DIRECTIONS:
Could you format the lines of the records below as a numbered list, starting at the line that contains "of the bristly" and ending at the line that contains "[[552, 391], [306, 458]]", with any blank lines left out?

-------- MATERIALS PROVIDED

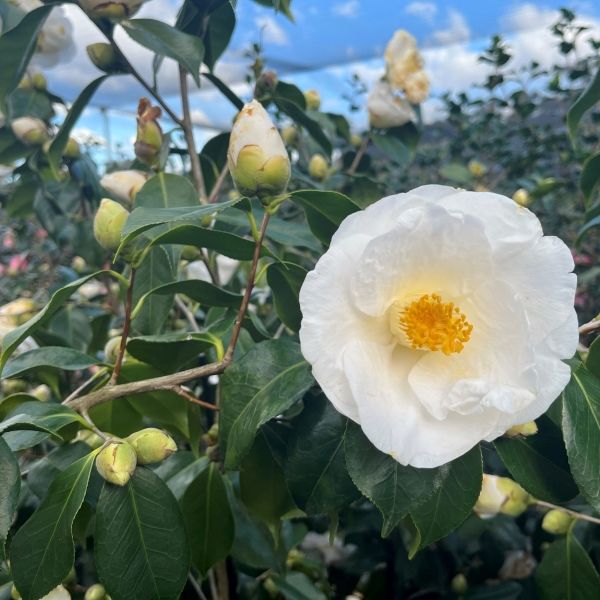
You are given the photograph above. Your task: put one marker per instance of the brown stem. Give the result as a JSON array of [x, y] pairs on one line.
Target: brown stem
[[165, 382], [126, 326], [218, 184], [180, 391], [358, 156], [573, 513], [189, 137]]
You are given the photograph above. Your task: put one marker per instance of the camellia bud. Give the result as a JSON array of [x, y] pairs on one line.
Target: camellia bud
[[524, 430], [318, 167], [117, 9], [95, 592], [149, 134], [556, 522], [116, 462], [108, 223], [521, 196], [257, 158], [501, 494], [104, 57], [124, 185], [313, 99], [476, 168], [30, 130], [152, 445]]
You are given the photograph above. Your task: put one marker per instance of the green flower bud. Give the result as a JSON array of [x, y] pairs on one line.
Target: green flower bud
[[318, 167], [521, 196], [95, 592], [557, 522], [104, 57], [524, 430], [459, 584], [116, 462], [313, 99], [108, 224], [258, 161], [149, 134], [41, 392], [116, 10], [71, 149], [30, 130], [152, 445]]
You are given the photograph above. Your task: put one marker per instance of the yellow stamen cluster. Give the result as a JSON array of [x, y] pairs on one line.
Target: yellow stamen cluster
[[430, 324]]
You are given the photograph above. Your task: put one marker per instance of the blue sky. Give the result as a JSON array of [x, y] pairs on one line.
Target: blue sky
[[328, 43]]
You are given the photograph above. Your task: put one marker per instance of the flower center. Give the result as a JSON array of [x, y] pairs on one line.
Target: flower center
[[427, 323]]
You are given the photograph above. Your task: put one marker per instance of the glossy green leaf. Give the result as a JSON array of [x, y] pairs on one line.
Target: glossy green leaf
[[140, 544], [393, 488], [451, 503], [581, 430], [56, 357], [285, 281], [10, 476], [59, 143], [325, 211], [42, 551], [17, 47], [315, 469], [32, 422], [208, 519], [262, 385], [566, 572], [13, 338], [589, 97], [539, 463], [165, 40]]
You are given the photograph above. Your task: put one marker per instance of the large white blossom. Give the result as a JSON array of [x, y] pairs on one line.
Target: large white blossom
[[439, 318]]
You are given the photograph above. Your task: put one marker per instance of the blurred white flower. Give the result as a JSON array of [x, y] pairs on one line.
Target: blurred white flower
[[387, 110], [439, 318]]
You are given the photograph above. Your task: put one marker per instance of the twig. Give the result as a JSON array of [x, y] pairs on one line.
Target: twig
[[218, 184], [189, 137], [187, 313], [590, 327], [573, 513], [112, 392], [126, 326], [181, 391], [359, 154]]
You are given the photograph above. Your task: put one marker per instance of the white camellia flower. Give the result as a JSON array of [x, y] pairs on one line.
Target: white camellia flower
[[387, 110], [439, 318], [402, 58]]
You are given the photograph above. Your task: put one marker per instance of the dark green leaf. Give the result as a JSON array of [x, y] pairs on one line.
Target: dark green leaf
[[566, 572], [285, 281], [393, 488], [208, 519], [10, 476], [56, 357], [539, 463], [581, 430], [451, 503], [315, 469], [17, 47], [165, 40], [141, 548], [262, 385], [59, 143], [42, 551]]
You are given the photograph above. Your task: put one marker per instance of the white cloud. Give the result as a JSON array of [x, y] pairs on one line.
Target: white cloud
[[456, 30], [347, 9], [422, 10], [272, 32]]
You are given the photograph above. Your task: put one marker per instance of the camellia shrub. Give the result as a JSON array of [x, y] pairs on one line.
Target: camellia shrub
[[299, 362]]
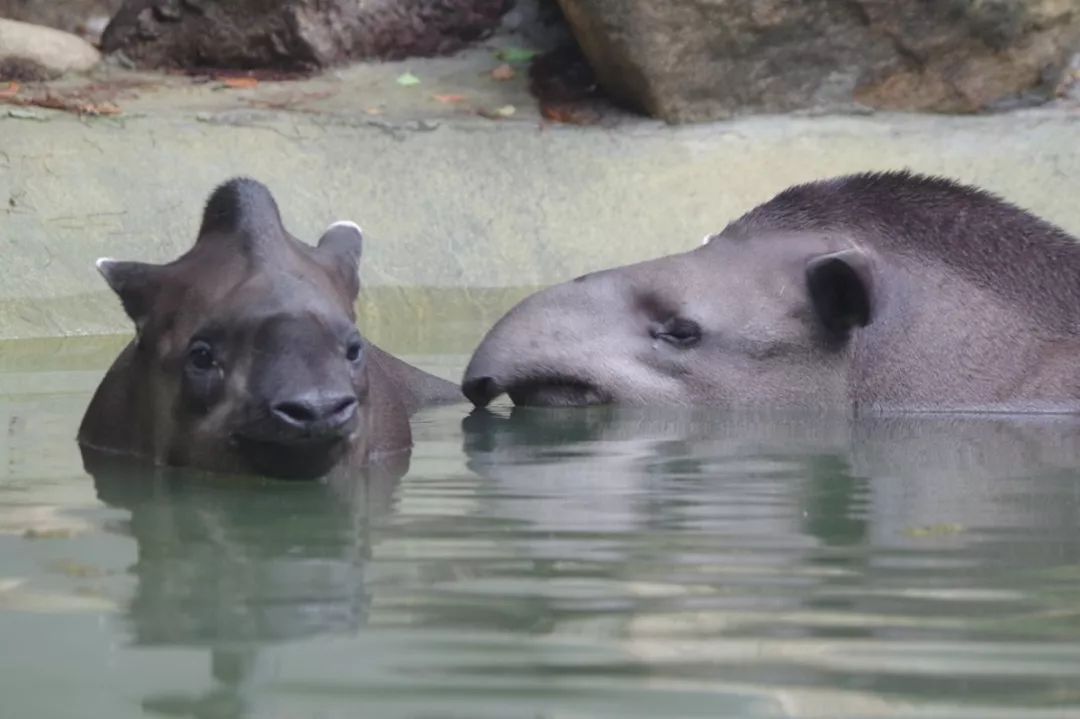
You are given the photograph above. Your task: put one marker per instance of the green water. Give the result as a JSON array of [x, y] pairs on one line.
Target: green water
[[572, 564]]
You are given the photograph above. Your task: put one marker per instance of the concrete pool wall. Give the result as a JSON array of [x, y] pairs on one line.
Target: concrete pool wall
[[462, 214]]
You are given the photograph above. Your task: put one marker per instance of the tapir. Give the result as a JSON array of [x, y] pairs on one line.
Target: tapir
[[246, 356], [864, 293]]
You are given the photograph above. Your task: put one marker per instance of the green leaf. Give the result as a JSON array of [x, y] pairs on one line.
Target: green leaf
[[515, 55]]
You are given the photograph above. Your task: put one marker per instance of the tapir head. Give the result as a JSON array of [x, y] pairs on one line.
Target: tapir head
[[747, 321], [246, 355]]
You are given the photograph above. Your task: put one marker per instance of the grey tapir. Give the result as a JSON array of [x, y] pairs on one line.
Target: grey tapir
[[246, 356], [868, 292]]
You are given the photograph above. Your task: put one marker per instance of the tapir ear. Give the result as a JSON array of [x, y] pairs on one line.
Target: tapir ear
[[339, 249], [841, 289], [136, 283]]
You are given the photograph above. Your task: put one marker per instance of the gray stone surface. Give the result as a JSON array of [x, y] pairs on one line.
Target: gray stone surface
[[294, 35], [700, 59], [462, 214]]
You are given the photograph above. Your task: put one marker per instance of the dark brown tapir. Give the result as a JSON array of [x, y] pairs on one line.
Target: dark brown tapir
[[874, 292], [246, 356]]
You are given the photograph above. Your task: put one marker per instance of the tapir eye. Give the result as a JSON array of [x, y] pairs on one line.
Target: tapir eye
[[201, 356], [679, 331], [354, 350]]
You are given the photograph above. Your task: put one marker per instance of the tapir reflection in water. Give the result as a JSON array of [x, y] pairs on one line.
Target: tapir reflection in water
[[874, 292], [246, 356]]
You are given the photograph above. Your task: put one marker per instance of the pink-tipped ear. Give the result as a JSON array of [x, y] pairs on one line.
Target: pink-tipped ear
[[841, 289], [135, 283], [340, 248]]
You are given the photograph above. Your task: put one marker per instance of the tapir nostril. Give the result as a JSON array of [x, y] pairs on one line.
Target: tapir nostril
[[481, 390], [307, 412], [296, 412]]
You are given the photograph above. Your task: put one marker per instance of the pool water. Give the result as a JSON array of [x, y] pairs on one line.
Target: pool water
[[547, 564]]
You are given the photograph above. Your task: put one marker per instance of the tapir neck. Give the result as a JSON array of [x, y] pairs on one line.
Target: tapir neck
[[120, 409], [942, 342]]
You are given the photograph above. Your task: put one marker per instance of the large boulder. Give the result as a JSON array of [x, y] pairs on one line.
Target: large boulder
[[700, 59], [293, 35], [32, 52], [83, 17]]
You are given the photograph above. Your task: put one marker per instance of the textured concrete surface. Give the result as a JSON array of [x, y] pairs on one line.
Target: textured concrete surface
[[462, 214]]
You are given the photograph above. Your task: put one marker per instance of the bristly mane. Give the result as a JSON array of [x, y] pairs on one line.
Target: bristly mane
[[986, 240], [244, 207]]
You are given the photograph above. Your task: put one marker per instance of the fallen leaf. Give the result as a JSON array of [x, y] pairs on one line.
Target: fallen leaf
[[48, 533], [240, 83], [934, 530], [503, 72], [515, 55], [75, 569], [499, 112], [569, 113]]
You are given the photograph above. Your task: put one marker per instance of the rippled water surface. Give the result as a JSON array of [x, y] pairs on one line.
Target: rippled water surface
[[564, 564]]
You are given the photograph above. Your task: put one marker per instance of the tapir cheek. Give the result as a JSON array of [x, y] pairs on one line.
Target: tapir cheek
[[203, 390]]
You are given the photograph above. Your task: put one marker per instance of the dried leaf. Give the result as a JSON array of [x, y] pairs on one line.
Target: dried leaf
[[499, 112], [240, 83], [935, 530], [26, 114], [503, 72], [515, 55], [569, 113]]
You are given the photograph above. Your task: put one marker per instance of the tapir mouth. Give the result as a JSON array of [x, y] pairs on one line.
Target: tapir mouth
[[552, 391], [306, 458]]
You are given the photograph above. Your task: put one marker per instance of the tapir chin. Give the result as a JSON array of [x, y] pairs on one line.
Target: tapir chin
[[246, 356], [873, 292]]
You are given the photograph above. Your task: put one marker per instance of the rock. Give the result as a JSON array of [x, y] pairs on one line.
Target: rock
[[699, 59], [32, 52], [82, 17], [293, 35]]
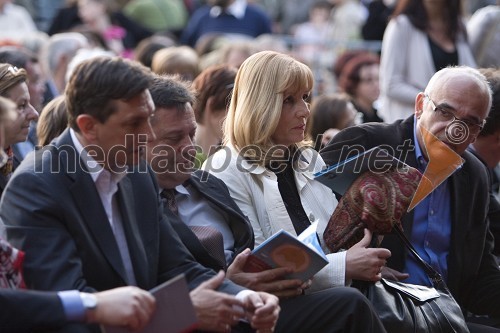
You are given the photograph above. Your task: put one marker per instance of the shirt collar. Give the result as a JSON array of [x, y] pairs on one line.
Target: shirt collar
[[237, 9], [418, 150]]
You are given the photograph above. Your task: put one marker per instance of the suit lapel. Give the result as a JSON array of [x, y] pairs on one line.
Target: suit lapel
[[87, 200], [460, 223], [132, 232], [192, 242]]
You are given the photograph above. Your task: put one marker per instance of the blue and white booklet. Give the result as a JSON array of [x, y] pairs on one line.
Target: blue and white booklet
[[302, 253]]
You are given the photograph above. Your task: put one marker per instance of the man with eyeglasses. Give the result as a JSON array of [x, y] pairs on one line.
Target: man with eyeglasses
[[449, 227]]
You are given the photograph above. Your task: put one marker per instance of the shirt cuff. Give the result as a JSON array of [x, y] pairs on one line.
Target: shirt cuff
[[72, 305], [241, 297]]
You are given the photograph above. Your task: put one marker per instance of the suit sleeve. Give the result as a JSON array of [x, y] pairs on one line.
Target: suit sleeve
[[25, 310], [34, 223], [175, 258]]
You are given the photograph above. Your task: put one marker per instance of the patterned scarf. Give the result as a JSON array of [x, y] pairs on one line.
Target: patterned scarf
[[11, 262], [375, 201]]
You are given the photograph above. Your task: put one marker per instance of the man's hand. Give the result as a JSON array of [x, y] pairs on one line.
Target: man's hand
[[262, 310], [364, 263], [271, 281], [129, 307], [394, 275], [216, 311]]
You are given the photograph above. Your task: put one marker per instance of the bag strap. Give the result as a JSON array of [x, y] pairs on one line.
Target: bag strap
[[435, 277]]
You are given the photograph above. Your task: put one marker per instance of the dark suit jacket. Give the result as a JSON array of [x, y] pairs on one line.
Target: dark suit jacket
[[216, 193], [473, 275], [23, 310], [53, 212], [494, 209]]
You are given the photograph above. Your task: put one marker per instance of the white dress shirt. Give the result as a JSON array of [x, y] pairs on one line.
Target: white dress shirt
[[106, 183]]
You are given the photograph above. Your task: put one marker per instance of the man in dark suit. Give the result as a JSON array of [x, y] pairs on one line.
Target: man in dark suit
[[24, 310], [449, 228], [204, 200], [487, 149], [86, 209]]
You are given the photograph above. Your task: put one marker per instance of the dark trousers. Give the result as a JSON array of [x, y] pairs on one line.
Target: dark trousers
[[339, 309]]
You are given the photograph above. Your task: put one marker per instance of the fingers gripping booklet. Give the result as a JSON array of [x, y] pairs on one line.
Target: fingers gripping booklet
[[174, 311], [302, 253]]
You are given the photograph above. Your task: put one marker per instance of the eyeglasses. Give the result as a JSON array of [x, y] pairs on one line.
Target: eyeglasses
[[12, 70], [3, 157], [369, 79], [449, 116]]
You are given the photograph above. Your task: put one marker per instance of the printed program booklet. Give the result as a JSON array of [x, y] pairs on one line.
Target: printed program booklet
[[174, 311], [340, 176], [283, 249]]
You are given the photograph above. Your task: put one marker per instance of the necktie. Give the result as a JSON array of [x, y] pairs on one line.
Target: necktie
[[211, 238], [169, 196], [11, 261], [212, 241]]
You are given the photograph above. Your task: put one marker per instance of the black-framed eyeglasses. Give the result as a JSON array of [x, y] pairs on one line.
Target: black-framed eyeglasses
[[12, 70], [447, 115]]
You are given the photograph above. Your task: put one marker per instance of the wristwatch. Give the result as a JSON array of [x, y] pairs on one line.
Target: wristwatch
[[89, 301]]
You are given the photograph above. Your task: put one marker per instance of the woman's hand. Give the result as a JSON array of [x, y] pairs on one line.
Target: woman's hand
[[272, 281]]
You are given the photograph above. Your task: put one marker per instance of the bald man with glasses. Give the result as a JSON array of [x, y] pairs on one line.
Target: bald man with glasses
[[449, 227]]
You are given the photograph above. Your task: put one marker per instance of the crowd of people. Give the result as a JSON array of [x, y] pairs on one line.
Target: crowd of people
[[144, 139]]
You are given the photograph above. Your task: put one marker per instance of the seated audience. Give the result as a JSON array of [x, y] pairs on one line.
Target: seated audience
[[213, 89], [53, 121], [329, 115], [23, 58], [236, 19], [13, 86], [97, 223], [359, 78], [145, 50], [449, 227], [195, 199], [268, 165], [27, 310], [486, 149]]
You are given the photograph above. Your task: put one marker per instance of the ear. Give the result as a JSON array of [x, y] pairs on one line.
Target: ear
[[209, 108], [419, 104], [88, 129]]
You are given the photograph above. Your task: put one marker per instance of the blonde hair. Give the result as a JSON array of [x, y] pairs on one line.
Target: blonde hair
[[257, 100], [10, 76]]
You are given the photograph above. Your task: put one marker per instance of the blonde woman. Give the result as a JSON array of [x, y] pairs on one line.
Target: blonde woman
[[268, 165]]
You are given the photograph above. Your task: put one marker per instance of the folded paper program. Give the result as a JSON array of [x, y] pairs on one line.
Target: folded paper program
[[375, 201]]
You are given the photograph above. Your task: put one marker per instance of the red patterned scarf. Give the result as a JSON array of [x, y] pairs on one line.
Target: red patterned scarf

----------------

FULL OUTPUT:
1. You are given the photograph above. Your task: put one marker per instance of the bristly mane. Give the result as a JSON array of [x, y] pairs on one line.
2. Target: bristly mane
3. [[986, 240], [244, 207]]
4. You are given the photograph above. Your task: put one marker per instance of the fallen leaf. Give the result as a JSON array of [x, y] pairs on one line.
5. Target: fallen leaf
6. [[48, 533], [240, 83], [934, 530], [503, 72], [515, 55], [75, 569], [499, 112], [569, 113]]
7. You are given the photograph above. Your task: put one marker per instance of the rippled water surface. Give the result as a JSON array of [x, y] pairs on one line.
8. Target: rippled water surface
9. [[564, 564]]
10. You are given the photograph above. Your task: put one marker per instance of the tapir cheek. Give the result as a JSON array of [x, y] pairs on one line.
11. Target: tapir cheek
12. [[203, 390]]
13. You are given the photograph above. Your task: put one marker per instance of the dried leaf. Give the result as a JSON array of [x, y] pairs on one line.
14. Target: dried leaf
15. [[499, 112], [240, 83], [935, 530], [26, 114], [503, 72], [515, 55], [569, 113]]
16. You are given the photograph above. Your task: put one marker per instance of the tapir mouth. Give the result as a JSON array of [x, y] pairs on one line.
17. Target: tapir mouth
18. [[552, 391], [306, 458]]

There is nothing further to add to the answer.